→ Written tasks
1. Answer these questions from the court opinion on peyote, each on its own line and marked like the questions.
(a) Which dictionary does the opinion quote for the definition of "Lophophora"?
(b) Which section of the Health and Safety Code recognizes "peyote" as a common name?
(c) Which justice dissents?
2. In the court opinion on peyote, rewrite the paragraph beginning "The second argument is that" as a short bulleted list that keeps its main facts.

Section 11001(l) of the Health and Safety Code defines as a narcotic ‘all parts of the plant of the genus Lophophora whether growing or otherwise; the buttons thereof, the alkaloids extracted from any such plant; and every compound, salt, derivative, mixture or preparation of such plant.’ The information was in the terms of the statute except for the addition of the words ‘also knwn as Peyote.’ The definition of ‘narcotics' contains numerous chemical and botanical terms. The laws are replete with Latin terms that have been adopted as a part of the English language. It is unnecessary to mention instances in which adoption has been preferred to the devising of definitions expressed in English words more commonly used and understood.

We look first to the dictionaries to ascertain whether a given word is recognized as a part of the English language. Although that may not always be an infallible test it is, in the present case, a satisfactory one. ‘Lophophora’ is defined in Webster's New International Dictionary, Second Edition, Unabridged: ‘A genus of spineless cacti, family Cactaceae, having as the only known species the mescal (L. Williamsii).’ ‘Peyote’ is defined: ‘A stimulant drug from mescal buttons.’ The latter term is recognized in section 11530 of the Health and Safety Code as a common name of ‘the geni of the Lophophora.’ In using the words ‘Genus Lophophora’ in section 11001 the legislature did not depart from the use of the English language; it recognized them as words that had been adopted as a part of that language. The requirement that legislative acts shall be written in the English language does not forbid the use of Latin words. If a Latin word has been in common use and carried in the English dictionaries for many years, with a sure and settled meaning, it is proper for the legislature to put it into a statute. It may have no English equivalent, or no convenient one, but this would not bar its use. The laws relating to habeas corpus are in the English language, and so is section 11001 (l) of the Health and Safety Code.

The second argument is that ‘Any person who is told that he is prohibited from possessing the genus Lophothora would undoubtedly laugh since he could not possibly know what the genus lophophora was.’ Appellants expressly concede ‘that ‘peyote’ is a word commonly known in the west and south west, citing People v. Beesly, 119 Cal.App. 82, at p[age]. 88 [6 P.2d 114, 970].' It is also conceded by appellants that if the statute used the word ‘peyote’ this ‘would be enough to inform any person what the prohibited offense was.’ If appellants, as they concede, knew what peyote is and were interested to ascertain whether its possession was unlawful they could have done what their counsel have done, namely, consult the dictionaries and the Health and Safety Code and thereby have become sufficiently informed that it was Lophophora and that they should leave it alone.

It is no defense to the charge of possession of a narcotic plant that the possessor does not know that its possession is forbidden. Appellants do not deny that they knew they had peyote in their possession and that it had narcotic properties. Their contentions are wholly without merit.

The judgments and orders are affirmed.

SHINN, Presiding Justice.

PARKER WOOD, J., concurs. VALLEÉ, J., dissents.

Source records

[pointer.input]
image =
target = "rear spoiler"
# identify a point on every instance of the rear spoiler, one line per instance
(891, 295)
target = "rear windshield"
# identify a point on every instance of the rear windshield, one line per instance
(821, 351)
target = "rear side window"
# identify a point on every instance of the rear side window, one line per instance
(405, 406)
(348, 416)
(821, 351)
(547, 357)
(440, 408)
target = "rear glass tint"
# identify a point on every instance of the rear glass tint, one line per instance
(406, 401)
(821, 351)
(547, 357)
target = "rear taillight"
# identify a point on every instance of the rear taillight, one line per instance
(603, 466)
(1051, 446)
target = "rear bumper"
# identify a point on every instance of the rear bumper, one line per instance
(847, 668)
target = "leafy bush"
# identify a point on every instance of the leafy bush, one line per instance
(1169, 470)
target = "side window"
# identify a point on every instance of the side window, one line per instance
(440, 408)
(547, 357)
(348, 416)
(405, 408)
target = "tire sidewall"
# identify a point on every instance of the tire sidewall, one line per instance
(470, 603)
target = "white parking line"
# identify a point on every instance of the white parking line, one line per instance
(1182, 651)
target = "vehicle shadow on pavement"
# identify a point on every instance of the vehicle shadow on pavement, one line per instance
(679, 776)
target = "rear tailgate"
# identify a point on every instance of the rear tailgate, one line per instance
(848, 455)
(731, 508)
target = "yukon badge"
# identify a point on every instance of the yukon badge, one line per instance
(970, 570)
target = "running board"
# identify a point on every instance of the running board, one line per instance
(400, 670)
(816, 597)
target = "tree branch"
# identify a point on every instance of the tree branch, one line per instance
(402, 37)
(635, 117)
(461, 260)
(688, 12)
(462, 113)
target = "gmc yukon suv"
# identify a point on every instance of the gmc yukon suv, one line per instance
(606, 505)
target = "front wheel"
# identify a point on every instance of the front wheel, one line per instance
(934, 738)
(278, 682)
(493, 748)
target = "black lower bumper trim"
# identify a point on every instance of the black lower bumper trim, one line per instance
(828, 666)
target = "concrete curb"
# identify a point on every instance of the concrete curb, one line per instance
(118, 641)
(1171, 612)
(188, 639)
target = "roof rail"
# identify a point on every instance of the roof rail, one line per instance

→ Answers to each task
1.
(a) Webster's New International Dictionary, Second Edition, Unabridged
(b) Section 11530
(c) Vallée, J.

2.
- Appellants argue that anyone told not to possess the genus Lophophora would laugh, since they could not know what it was.
- Appellants concede that "peyote" is a word commonly known in the West and Southwest, citing People v. Beesly, 119 Cal.App. 82.
- They also concede that a statute using the word "peyote" would be enough to inform a person of the prohibited offense.
- The court responds that appellants, knowing what peyote is, could have done as their counsel did: consult the dictionaries and the Health and Safety Code to learn that it was Lophophora and should be left alone.